**Requirement**
Transcribe every line, keeping it exact.
============
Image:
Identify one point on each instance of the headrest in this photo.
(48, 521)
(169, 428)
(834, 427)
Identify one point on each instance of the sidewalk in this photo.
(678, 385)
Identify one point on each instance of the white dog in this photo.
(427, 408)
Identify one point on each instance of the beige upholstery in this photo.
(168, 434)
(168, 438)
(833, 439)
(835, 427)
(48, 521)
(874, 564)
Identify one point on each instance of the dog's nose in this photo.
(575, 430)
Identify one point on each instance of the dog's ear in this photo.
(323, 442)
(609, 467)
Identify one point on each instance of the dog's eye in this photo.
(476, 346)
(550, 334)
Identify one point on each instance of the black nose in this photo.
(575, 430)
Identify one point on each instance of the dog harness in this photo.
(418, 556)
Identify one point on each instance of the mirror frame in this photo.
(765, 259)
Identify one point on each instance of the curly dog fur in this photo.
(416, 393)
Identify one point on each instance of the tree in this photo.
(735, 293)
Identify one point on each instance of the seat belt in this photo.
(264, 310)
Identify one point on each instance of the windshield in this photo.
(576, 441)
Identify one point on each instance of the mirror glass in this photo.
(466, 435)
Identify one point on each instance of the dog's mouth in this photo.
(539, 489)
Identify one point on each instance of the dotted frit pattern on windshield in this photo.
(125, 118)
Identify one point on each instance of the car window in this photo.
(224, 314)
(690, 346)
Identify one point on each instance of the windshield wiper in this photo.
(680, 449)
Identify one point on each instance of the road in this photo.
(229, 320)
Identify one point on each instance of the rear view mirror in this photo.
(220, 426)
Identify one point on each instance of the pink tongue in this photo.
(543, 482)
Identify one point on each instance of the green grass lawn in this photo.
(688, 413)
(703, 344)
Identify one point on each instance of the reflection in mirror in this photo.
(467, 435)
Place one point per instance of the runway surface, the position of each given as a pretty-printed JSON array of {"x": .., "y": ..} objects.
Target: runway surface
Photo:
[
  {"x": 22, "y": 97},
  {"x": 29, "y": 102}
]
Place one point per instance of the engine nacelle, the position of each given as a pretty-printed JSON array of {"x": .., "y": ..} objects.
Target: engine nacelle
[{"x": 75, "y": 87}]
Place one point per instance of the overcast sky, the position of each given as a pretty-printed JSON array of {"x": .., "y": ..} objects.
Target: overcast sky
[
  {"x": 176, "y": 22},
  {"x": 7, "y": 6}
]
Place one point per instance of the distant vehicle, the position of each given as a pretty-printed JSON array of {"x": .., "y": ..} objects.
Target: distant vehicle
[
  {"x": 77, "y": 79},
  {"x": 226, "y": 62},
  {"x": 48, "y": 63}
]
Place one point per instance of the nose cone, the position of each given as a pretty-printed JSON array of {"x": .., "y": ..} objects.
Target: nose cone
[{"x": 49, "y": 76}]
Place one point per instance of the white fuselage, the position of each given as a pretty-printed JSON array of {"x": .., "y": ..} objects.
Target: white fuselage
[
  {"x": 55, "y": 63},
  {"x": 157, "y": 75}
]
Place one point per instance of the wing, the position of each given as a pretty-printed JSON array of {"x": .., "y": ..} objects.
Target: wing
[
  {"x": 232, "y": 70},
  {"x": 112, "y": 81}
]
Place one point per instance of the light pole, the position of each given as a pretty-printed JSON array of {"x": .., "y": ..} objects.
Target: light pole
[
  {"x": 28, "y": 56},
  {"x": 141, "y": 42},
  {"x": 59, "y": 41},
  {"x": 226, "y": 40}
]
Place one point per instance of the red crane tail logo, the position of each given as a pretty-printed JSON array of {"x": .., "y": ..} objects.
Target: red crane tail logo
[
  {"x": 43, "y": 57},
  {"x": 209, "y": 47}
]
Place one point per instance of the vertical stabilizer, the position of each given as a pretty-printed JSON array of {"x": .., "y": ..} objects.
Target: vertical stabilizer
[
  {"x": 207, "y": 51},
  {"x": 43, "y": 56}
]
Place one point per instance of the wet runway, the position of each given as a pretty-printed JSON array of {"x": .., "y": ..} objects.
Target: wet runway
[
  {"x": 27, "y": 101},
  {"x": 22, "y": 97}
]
============
**Written reply**
Image:
Identify one point on each instance of the headrest in this photo.
(48, 521)
(169, 428)
(834, 427)
Identify one point on each instance of the sidewalk in this photo.
(678, 385)
Identify one point on each instance of the white dog in this photo.
(427, 408)
Identify one point on each instance of the beige upholstery in this photo.
(168, 434)
(168, 438)
(833, 439)
(835, 427)
(48, 521)
(874, 564)
Identify one point on each instance of the dog's nose in this photo.
(575, 430)
Identify one point on each instance of the dog's ear in this photo.
(323, 442)
(609, 467)
Identify one point on each instance of the dog's eye in this photo.
(476, 346)
(550, 334)
Identify one point on each instance of the black nose in this photo.
(575, 430)
Identify one point on each instance of the dog harness in this photo.
(418, 556)
Identify one point on each instance of the mirror frame in this photo.
(765, 259)
Identify one point on each instance of the curly dog fur in this photo.
(416, 393)
Identify one point on each instance of the tree in this photo.
(735, 293)
Identify one point on each instance of the seat belt in this photo.
(264, 310)
Identify one point on each instance of the windshield in this photo.
(576, 441)
Identify one point on each instance of the mirror glass in this photo.
(466, 435)
Identify one point on each instance of the dog's mouth in this photo.
(539, 489)
Identify one point on each instance of the dotted frit pattern on windshield in this photo.
(125, 118)
Identify one point on each instance of the car window in this photo.
(224, 314)
(690, 346)
Identify one point on each instance of the windshield wiper in this photo.
(680, 449)
Identify one point on each instance of the road in this photo.
(229, 320)
Identify one point on each instance of the rear view mirror in this photo.
(220, 426)
Identify one point on each instance of the pink tongue in this photo.
(543, 482)
Identify one point on each instance of the green grass lawn in this photo.
(688, 413)
(703, 344)
Identify one point on each instance of the reflection in mirror in this photo.
(467, 435)
Place one point per instance of the runway surface, the position of each given as a pretty-printed JSON array of {"x": .., "y": ..} objects.
Target: runway surface
Photo:
[
  {"x": 22, "y": 97},
  {"x": 29, "y": 102}
]
Place one point per instance of the engine nacelle, the position of each given as a pretty-printed JSON array of {"x": .., "y": ..} objects.
Target: engine nacelle
[{"x": 75, "y": 87}]
Place one point per instance of the overcast sky, the position of each given as a pretty-printed JSON array of {"x": .., "y": ..} objects.
Target: overcast sky
[
  {"x": 176, "y": 22},
  {"x": 7, "y": 6}
]
Place one point per instance of the distant vehicle, the position of each given as a pretty-printed JSON array of {"x": .., "y": ..} objects.
Target: distant vehicle
[
  {"x": 77, "y": 79},
  {"x": 226, "y": 62},
  {"x": 48, "y": 63}
]
Place one point per instance of the nose cone, the position of each given as a pretty-printed JSON array of {"x": .., "y": ..} objects.
Target: nose cone
[{"x": 49, "y": 76}]
Place one point per instance of the white fuselage, the position of each given as a pretty-printed JSON array of {"x": .., "y": ..} objects.
Target: white fuselage
[
  {"x": 55, "y": 63},
  {"x": 157, "y": 75}
]
Place one point per instance of the wing, the position of each given as a pretty-printed JSON array of {"x": .., "y": ..} objects.
Target: wing
[
  {"x": 232, "y": 70},
  {"x": 112, "y": 81}
]
Place one point per instance of the light pole, the position of each given as a pretty-printed JSON array of {"x": .., "y": ..} objects.
Target: light pole
[
  {"x": 28, "y": 56},
  {"x": 141, "y": 42},
  {"x": 59, "y": 41},
  {"x": 226, "y": 40}
]
Place one point per instance of the red crane tail logo, the position of each given as a pretty-printed JSON array of {"x": .., "y": ..} objects.
Target: red crane tail logo
[
  {"x": 43, "y": 57},
  {"x": 209, "y": 47}
]
Place one point per instance of the vertical stabilizer, the position of each given as a pretty-printed JSON array of {"x": .., "y": ..} objects.
Target: vertical stabilizer
[
  {"x": 207, "y": 51},
  {"x": 43, "y": 56}
]
Place one point per instance of the wet runway, the position of each given as a pretty-printed JSON array of {"x": .., "y": ..} objects.
Target: wet runway
[
  {"x": 27, "y": 101},
  {"x": 22, "y": 97}
]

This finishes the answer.